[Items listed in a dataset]
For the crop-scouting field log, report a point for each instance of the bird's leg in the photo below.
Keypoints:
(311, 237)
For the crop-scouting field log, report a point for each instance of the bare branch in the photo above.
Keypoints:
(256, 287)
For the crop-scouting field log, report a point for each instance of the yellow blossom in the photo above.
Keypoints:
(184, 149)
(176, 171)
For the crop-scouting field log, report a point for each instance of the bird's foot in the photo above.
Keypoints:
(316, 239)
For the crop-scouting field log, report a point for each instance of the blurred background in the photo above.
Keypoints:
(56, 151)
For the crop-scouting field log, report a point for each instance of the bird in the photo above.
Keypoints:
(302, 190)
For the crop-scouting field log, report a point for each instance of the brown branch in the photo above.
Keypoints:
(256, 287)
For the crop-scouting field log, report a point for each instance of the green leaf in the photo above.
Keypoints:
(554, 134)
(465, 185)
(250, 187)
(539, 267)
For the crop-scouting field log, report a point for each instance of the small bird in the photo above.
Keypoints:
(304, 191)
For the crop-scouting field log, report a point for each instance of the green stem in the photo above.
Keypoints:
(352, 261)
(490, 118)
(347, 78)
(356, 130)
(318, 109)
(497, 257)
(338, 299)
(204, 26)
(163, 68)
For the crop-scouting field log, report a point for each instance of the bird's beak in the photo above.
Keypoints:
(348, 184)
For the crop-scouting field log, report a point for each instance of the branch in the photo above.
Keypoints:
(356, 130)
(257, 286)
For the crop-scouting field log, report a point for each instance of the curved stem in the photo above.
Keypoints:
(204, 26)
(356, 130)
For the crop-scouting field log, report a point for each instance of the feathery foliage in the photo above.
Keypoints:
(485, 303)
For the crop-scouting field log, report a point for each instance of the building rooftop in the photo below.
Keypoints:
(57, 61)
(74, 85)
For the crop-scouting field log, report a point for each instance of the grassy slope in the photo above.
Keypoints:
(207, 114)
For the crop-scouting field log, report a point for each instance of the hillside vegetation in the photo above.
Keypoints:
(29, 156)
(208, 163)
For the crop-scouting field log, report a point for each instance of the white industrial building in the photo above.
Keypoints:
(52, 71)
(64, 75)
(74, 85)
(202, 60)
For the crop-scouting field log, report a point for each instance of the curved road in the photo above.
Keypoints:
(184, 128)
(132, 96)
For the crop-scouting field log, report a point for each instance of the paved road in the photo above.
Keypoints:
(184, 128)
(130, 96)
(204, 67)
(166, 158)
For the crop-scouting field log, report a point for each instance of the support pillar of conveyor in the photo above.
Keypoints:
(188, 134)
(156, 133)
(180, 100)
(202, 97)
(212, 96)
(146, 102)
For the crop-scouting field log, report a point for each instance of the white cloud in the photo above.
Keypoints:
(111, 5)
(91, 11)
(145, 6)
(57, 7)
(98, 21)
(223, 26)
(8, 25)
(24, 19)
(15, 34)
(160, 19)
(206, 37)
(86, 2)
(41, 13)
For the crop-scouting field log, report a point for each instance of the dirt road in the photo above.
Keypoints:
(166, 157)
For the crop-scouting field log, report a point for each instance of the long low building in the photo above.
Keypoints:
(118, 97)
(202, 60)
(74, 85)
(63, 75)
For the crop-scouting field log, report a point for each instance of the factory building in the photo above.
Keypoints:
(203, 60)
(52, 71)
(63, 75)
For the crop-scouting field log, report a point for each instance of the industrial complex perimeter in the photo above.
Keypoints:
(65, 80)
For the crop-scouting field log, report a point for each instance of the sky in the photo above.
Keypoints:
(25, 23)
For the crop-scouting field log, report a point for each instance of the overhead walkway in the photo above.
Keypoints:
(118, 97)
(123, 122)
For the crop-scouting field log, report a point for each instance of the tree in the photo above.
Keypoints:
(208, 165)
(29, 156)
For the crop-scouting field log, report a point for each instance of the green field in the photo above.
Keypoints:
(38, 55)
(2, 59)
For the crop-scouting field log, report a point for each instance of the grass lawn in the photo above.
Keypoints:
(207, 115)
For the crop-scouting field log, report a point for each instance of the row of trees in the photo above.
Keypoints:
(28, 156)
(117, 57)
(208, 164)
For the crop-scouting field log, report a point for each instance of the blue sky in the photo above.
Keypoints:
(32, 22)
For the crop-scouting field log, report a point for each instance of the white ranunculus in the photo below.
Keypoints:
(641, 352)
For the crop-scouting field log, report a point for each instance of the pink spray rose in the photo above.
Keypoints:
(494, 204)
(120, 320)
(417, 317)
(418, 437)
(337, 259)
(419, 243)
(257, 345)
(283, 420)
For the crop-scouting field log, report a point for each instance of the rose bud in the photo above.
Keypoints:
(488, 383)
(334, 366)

◆ **Assignment**: The data above should be returned in full, exactly as written.

◆ **The answer**:
For the crop-scouting field log, report a point for each instance of the bird's leg in the photo below.
Keypoints:
(311, 237)
For the crop-scouting field log, report a point for each instance of the bare branch in the photo above.
Keypoints:
(256, 287)
For the crop-scouting field log, report a point for each instance of the yellow blossom in the photo above.
Keypoints:
(184, 149)
(176, 171)
For the crop-scouting field log, report a point for each instance of the bird's foot in the photo above.
Keypoints:
(316, 239)
For the crop-scouting field log, report a point for each instance of the blurred background in the photo above.
Keypoints:
(56, 151)
For the crop-scouting field log, report a point for each instance of the bird in the photo above.
Keypoints:
(302, 190)
For the crop-scouting field log, report a point for each instance of the brown branch in the photo above.
Keypoints:
(256, 287)
For the crop-scouting field log, report a point for each instance of the green leaf in the photo above.
Keypoints:
(554, 134)
(465, 185)
(250, 187)
(539, 267)
For the crop-scouting field log, report a point for each instance of the small bird in the photo above.
Keypoints:
(304, 191)
For the crop-scouting field log, report a point for each instance of the green stem in the photo above.
Keypoints:
(352, 261)
(490, 118)
(347, 78)
(356, 130)
(318, 109)
(497, 257)
(338, 299)
(204, 26)
(163, 68)
For the crop-scouting field log, report a point for each instance of the bird's beak in the photo above.
Keypoints:
(348, 184)
For the crop-scouting field log, report a point for each instance of the branch in the photo above.
Keypoints:
(356, 130)
(257, 286)
For the crop-scouting field log, report a point for each instance of the curved stem in the photo above.
Keypoints:
(204, 26)
(356, 130)
For the crop-scouting field log, report a point for each instance of the feathery foliage in the photo above.
Keypoints:
(485, 303)
For the crop-scouting field log, report a point for each instance of the building rooftop in the photo below.
Keypoints:
(57, 61)
(74, 85)
For the crop-scouting field log, report a point for each instance of the grassy slope in the photo above.
Keypoints:
(207, 114)
For the crop-scouting field log, report a point for each instance of the hillside vegetation in the photo above.
Keypoints:
(29, 156)
(208, 163)
For the crop-scouting field log, report a point for each instance of the white industrial building in the photo above.
Keypoints:
(52, 71)
(64, 75)
(74, 85)
(202, 60)
For the crop-scouting field log, report a point for each instance of the curved road in the photo above.
Keypoints:
(184, 128)
(132, 96)
For the crop-scouting field log, report a point for each instance of the paved road in the photo above.
Keypoints:
(184, 128)
(130, 96)
(204, 67)
(166, 158)
For the crop-scouting field log, report a point for each instance of the support pillar of conveyor in the photo above.
Keypoints:
(188, 134)
(156, 133)
(180, 100)
(202, 97)
(212, 96)
(146, 102)
For the crop-scouting field log, report a point for each instance of the white cloud in the photo above.
Keypoints:
(111, 5)
(91, 11)
(145, 6)
(57, 7)
(98, 21)
(223, 26)
(8, 25)
(24, 19)
(15, 34)
(160, 19)
(206, 37)
(86, 2)
(41, 13)
For the crop-scouting field log, report a point for each instance of the dirt road in the photo above.
Keypoints:
(166, 157)
For the crop-scouting field log, report a point for each instance of the long low building in the photo above.
Keypoints:
(118, 97)
(202, 60)
(74, 85)
(63, 75)
For the crop-scouting field log, report a point for each instance of the factory building in the photo above.
Keypoints:
(203, 60)
(52, 71)
(63, 75)
For the crop-scouting field log, report a point for each instance of the industrial complex perimeter in the photo above.
Keypoints:
(65, 80)
For the crop-scouting field log, report a point for each instance of the sky in the photo above.
Keypoints:
(25, 23)
For the crop-scouting field log, report a point for each instance of the overhead walkway in the photo above.
Keypoints:
(118, 97)
(123, 122)
For the crop-scouting field log, report a point for each instance of the tree in the photo above.
Keypoints:
(208, 165)
(29, 156)
For the crop-scouting field log, report a point for each instance of the green field in the photo above.
Keypoints:
(38, 55)
(2, 59)
For the crop-scouting field log, report a point for each instance of the grass lawn in the photo above.
Keypoints:
(207, 115)
For the crop-scouting field log, report a point for each instance of the row of trees in the photo above.
Keypoints:
(28, 156)
(117, 57)
(208, 164)
For the crop-scouting field log, report a point for each instance of the blue sky in the photo above.
Keypoints:
(32, 22)
For the crop-scouting field log, report a point for each instance of the white ranunculus in the photo below.
Keypoints:
(641, 352)
For the crop-scouting field log, report a point for each instance of the pink spray rose in the photo above.
Keypoints:
(494, 204)
(120, 320)
(417, 317)
(418, 437)
(337, 259)
(419, 243)
(257, 345)
(283, 420)
For the crop-scouting field log, report a point for each instance of the rose bud in the photo above.
Keypoints:
(488, 383)
(334, 366)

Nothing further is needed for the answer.